### What is asked
Recast the items from the line containing "target: salad pasta" through the end of the items, inclusive, as a JSON list of strings with one string per line and blank lines omitted.

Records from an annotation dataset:
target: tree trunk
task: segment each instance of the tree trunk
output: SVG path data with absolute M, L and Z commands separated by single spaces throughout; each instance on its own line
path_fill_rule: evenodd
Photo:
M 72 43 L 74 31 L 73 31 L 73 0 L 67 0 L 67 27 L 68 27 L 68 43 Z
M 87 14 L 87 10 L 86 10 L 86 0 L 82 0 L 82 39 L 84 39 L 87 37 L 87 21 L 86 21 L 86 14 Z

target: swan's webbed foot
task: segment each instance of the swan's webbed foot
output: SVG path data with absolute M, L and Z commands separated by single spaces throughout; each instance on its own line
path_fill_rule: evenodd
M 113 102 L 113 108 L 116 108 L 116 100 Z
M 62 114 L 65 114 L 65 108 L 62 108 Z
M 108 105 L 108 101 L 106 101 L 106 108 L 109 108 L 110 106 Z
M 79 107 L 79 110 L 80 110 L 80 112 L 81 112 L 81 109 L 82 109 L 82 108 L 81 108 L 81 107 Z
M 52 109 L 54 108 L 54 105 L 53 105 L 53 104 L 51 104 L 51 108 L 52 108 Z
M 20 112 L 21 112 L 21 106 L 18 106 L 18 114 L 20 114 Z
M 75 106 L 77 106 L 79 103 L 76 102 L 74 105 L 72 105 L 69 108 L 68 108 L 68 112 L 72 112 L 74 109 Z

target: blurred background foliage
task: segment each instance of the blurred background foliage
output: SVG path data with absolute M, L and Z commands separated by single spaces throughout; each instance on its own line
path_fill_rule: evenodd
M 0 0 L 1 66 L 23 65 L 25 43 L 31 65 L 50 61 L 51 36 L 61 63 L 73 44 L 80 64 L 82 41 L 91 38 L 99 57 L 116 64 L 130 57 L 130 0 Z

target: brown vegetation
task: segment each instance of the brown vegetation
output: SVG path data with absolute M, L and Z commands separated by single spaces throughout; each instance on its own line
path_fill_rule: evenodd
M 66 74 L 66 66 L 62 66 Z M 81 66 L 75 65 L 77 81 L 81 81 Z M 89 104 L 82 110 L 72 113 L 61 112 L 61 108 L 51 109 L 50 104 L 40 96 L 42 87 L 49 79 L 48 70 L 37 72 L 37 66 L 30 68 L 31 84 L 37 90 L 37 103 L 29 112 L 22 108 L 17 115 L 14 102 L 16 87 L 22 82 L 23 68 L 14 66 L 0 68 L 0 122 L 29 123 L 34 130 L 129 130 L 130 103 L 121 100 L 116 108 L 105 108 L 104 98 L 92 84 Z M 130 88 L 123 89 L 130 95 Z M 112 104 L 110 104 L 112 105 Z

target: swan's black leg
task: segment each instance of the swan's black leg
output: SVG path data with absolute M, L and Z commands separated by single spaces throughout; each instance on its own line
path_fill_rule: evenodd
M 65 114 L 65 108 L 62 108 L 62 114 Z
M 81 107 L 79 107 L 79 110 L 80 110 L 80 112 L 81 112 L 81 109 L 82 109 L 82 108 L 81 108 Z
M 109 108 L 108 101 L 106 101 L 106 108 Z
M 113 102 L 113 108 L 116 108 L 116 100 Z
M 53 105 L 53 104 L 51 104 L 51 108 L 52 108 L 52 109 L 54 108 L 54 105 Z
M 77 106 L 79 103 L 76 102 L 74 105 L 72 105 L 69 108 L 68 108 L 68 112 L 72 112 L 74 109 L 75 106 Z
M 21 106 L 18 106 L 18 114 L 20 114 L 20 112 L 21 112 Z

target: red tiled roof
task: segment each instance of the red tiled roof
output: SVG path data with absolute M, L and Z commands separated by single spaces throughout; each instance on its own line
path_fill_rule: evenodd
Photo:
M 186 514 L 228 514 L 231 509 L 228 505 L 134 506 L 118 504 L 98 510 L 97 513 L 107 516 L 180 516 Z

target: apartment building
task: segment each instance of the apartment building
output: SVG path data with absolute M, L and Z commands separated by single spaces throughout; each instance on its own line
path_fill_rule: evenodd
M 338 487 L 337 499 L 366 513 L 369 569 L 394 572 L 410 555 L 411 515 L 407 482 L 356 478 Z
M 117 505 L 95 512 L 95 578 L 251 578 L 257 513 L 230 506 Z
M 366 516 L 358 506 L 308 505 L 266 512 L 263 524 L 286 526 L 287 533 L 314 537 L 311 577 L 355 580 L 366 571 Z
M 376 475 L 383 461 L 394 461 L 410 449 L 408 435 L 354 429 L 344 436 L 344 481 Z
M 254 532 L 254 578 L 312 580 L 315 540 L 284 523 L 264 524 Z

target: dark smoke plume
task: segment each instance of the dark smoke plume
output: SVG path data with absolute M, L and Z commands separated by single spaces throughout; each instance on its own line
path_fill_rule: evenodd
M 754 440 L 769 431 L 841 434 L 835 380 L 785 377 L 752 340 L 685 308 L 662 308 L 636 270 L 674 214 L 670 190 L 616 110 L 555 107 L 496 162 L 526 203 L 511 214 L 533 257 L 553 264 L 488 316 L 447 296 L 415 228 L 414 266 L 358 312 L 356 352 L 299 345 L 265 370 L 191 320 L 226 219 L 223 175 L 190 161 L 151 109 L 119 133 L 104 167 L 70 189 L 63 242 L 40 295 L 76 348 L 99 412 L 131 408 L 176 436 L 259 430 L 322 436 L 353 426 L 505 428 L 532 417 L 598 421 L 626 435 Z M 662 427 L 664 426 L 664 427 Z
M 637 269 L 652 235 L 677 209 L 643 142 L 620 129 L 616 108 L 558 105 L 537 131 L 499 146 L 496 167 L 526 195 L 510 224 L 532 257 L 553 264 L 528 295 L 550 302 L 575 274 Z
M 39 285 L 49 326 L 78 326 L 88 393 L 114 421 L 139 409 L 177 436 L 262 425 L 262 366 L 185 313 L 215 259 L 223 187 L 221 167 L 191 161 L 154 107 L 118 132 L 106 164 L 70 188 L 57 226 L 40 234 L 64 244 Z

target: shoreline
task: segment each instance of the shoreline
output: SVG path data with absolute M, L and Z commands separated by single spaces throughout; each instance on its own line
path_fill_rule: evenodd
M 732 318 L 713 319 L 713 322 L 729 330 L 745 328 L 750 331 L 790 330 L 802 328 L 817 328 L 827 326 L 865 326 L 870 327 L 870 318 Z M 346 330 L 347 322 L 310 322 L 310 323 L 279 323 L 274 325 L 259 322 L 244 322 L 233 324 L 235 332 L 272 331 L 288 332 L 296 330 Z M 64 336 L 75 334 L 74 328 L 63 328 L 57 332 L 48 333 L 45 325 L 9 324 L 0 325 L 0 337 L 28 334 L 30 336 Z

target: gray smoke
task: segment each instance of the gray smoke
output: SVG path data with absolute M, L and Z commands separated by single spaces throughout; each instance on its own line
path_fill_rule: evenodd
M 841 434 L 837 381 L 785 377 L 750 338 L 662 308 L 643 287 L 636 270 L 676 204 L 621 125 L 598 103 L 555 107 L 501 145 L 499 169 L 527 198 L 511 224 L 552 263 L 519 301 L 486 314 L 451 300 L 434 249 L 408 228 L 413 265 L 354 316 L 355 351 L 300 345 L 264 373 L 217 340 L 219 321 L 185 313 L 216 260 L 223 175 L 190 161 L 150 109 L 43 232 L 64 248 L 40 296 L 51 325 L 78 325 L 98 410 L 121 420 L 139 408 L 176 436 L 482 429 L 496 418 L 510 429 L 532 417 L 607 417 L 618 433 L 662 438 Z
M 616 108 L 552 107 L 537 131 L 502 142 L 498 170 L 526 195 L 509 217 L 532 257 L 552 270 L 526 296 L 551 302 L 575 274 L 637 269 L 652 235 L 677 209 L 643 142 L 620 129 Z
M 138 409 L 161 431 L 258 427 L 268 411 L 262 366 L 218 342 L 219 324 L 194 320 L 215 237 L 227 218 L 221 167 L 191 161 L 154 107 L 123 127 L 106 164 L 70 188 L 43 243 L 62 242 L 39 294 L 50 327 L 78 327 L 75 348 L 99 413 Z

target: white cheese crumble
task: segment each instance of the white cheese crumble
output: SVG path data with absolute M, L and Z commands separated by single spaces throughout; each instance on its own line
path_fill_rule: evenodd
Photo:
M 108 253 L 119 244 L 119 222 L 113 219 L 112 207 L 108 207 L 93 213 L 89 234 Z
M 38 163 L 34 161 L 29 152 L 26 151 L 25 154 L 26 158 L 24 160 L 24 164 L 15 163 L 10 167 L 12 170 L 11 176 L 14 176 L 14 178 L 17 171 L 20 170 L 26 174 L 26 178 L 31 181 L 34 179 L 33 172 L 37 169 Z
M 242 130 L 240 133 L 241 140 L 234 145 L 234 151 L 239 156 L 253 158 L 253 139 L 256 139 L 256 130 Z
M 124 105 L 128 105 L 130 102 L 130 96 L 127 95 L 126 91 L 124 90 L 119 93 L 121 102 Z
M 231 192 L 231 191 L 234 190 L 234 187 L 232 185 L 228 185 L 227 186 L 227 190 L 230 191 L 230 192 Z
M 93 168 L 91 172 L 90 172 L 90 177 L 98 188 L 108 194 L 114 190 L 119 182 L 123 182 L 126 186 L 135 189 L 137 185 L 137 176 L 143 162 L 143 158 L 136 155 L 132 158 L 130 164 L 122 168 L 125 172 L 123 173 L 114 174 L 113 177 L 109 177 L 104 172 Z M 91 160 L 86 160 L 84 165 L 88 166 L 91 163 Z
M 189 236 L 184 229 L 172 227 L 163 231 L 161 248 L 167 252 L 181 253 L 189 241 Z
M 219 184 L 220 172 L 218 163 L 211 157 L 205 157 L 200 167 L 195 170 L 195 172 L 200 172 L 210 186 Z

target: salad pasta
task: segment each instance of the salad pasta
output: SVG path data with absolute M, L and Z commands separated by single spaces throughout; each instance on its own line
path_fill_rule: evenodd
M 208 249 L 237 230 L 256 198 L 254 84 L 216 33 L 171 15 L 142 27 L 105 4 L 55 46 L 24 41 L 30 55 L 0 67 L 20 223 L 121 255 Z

### Problem solution
[
  "target: salad pasta",
  "task: segment each instance of the salad pasta",
  "output: SVG path data with absolute M, L and Z commands separated by single spaces throughout; each instance on its own line",
  "path_fill_rule: evenodd",
  "M 208 249 L 237 230 L 256 198 L 254 84 L 216 33 L 171 15 L 142 27 L 105 4 L 55 46 L 24 41 L 30 55 L 0 67 L 20 223 L 121 255 Z"
]